_Source passage_:
* Start *
Keywords

1 Introduction

Data is critical and an important aspect as it contains sensitive information related to user privacy, finance, social privacy, etc. This data is a precious asset to companies and organizations for project and business insights. Nowadays, almost all of our data is becoming digital, and because of online sharing platforms, data privacy stands a major risk.

In Jan 2021, about 35 million user accounts data from Juspay was for sale on dark Web. An un-recycled access key was used to steal details of around 35 million consumer accounts, including disguised card data and fingerprints, from a server. In March 2021, around 45 lakh user data was leaked from known organization Air India, whereas Dominos reported 18 crore users’ data breach in May 2021.

A single corporation may have access to the personal information of millions of customers, which it must keep private in order to protect consumers’ identities. Malicious third parties or hackers can steal this information for their own gain at the expense of ordinary people and businesses’ private information. Data can be exposed in a variety of ways. It could be the result of a cyberattack designed to steal data, or it could be an employee purposefully leaking or selling private data to a third party. Domains covered in this paper are Android, ML, deep learning, networking, cloud computing, and fake/guilty agents.
* End *
_Record extracts_:
* Start *
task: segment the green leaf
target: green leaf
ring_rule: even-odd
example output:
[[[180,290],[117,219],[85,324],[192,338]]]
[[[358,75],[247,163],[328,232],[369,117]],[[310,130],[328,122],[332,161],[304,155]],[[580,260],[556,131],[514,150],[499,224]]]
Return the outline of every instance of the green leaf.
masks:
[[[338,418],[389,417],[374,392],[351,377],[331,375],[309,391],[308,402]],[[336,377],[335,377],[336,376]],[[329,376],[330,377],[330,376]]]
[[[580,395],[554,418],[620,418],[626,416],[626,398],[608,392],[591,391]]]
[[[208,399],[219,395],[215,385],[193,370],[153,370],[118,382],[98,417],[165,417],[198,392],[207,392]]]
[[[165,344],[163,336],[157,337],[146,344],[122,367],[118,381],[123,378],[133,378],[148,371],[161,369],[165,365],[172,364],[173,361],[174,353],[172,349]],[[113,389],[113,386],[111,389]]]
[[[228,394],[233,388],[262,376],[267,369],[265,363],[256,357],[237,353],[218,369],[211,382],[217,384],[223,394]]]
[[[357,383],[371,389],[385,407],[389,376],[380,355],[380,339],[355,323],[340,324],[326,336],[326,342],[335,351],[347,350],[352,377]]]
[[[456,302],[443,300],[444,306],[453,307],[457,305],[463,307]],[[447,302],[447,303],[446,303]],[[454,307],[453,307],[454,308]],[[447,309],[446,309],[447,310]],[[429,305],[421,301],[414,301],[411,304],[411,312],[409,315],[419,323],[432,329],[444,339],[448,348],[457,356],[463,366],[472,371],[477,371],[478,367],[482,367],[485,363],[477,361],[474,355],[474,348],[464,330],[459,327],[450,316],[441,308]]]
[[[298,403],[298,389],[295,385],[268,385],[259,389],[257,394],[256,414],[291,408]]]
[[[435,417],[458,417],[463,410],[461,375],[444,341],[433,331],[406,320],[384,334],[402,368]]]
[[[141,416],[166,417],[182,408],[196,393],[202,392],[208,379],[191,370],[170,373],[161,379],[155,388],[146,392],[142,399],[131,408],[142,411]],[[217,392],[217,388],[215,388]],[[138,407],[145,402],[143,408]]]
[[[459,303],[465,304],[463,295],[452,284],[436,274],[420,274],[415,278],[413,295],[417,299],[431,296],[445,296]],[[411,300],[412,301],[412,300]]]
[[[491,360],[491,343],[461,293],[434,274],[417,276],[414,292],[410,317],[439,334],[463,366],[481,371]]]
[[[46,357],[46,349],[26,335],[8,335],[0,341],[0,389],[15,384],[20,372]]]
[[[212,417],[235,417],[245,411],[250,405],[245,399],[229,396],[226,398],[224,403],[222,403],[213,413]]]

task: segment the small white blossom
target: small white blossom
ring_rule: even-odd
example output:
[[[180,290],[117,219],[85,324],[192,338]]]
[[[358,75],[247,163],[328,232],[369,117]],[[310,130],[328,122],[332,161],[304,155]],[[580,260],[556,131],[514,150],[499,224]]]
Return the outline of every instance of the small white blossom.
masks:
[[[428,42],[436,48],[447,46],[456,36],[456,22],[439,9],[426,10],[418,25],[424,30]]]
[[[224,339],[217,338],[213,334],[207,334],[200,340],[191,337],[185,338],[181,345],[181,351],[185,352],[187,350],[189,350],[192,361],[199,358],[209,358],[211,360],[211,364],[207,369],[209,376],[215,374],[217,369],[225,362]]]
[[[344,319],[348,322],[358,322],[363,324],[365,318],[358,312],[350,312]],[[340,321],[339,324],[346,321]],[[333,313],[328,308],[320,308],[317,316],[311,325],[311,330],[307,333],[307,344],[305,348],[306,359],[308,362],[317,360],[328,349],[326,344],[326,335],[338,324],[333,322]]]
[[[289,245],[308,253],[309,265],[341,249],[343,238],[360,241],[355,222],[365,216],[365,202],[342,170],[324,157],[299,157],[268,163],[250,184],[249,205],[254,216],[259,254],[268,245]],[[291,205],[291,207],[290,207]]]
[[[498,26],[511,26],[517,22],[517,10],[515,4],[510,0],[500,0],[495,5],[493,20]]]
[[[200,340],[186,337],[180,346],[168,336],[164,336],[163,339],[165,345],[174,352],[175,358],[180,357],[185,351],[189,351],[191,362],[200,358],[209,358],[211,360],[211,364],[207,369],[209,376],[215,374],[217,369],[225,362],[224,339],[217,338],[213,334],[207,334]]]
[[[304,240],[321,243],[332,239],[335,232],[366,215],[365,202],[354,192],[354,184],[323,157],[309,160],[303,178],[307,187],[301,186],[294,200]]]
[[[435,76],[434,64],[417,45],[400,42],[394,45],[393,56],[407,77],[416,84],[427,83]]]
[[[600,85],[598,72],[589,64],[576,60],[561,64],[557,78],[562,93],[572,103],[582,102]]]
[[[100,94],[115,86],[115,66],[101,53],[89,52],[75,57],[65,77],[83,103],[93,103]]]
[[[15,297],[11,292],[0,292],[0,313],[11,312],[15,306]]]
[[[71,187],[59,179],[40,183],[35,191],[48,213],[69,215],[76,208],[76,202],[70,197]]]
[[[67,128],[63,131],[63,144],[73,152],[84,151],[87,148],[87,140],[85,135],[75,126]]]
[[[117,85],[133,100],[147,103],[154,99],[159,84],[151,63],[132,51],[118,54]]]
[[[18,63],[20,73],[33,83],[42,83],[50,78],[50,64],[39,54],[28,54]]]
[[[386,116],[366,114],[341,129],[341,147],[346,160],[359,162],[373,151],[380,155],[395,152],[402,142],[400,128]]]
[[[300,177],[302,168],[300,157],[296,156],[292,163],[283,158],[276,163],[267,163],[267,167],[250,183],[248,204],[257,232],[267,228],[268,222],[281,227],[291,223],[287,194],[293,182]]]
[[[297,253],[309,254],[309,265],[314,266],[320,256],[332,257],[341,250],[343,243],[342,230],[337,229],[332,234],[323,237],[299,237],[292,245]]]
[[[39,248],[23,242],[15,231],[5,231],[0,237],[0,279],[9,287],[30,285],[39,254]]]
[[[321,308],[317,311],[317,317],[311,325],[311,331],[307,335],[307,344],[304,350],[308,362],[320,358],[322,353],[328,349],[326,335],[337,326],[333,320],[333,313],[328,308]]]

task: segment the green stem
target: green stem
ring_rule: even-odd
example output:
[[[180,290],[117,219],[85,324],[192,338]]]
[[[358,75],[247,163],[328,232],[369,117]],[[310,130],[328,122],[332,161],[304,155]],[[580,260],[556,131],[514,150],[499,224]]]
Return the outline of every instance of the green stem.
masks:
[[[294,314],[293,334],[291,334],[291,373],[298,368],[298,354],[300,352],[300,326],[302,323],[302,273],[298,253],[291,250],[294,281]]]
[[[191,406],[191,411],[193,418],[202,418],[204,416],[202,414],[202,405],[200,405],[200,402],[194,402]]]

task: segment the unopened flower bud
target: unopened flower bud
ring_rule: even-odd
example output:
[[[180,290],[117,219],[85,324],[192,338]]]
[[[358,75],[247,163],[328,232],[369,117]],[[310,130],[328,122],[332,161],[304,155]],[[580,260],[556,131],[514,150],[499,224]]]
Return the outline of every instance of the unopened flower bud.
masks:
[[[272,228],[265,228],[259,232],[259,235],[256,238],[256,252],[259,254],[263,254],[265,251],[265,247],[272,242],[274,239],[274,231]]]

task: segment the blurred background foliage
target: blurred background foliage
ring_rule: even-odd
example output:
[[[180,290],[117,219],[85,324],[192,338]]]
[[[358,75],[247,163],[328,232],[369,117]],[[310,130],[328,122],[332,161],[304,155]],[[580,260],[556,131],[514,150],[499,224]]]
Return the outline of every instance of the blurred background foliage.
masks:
* End *
_Exercises to complete_:
1. Reproduce the data privacy passage starting at "A single corporation" and ending at "and fake/guilty agents.".
2. How would the data privacy passage go on after its last sentence? Write the continuation.
The listing has no connection to the data privacy passage.

_Exercise answers_:
1.
A single corporation may have access to the personal information of millions of customers, which it must keep private in order to protect consumers’ identities. Malicious third parties or hackers can steal this information for their own gain at the expense of ordinary people and businesses’ private information. Data can be exposed in a variety of ways. It could be the result of a cyberattack designed to steal data, or it could be an employee purposefully leaking or selling private data to a third party. Domains covered in this paper are Android, ML, deep learning, networking, cloud computing, and fake/guilty agents.

2.
2 Literature Survey

There are many different strategies or techniques that are developed or suggested so far for detection and prevention of data leakage. Here are some of the strategies/techniques used:

Cam recommended uitXROM for the purpose of detecting leakage of sensitive data in custom created Android firmware by inspecting the connection between apps that were pre-installed [1]. This system consists of three major modules: APK extractor (extracts pre-installed apps), APK analyzer (detects sensitive data flow via multi-applications), and path matcher (analyzes data paths based on path entry and path exit points). The results of the experiment show that the system can detect several applications that are already installed that leak sensitive data from over 280 ROMs that are found online or downloaded from the Internet.

The authors of the paper Naik and Gaonkar suggested watermarking to detect data leakage in clouds [2]. Watermarking approach takes data to be conveyed in picture, and a quick response code is inserted. The generated QR code watermark is embedded into cloud data. Current data characteristics are examined to estimate tampering in data, and the guilty agent is identified by taking out watermark and collating watermark data to the agent’s details. Existing systems can provide security by encryption utilizing numerous techniques; however, the proposed paradigm provides both security and detection.

Ranchal and others proposed a security enforcement implementing security protocols in composite online services structure [3]. It makes use of active bundles. When the AB engine detects an assault, the EPICS technique enables dynamic data destruction to prevent disclosure, which is not possible with models that treat data as passive entities. The proposed framework is backwards compatible with existing service architecture and meets the real-time needs of Web service interactions.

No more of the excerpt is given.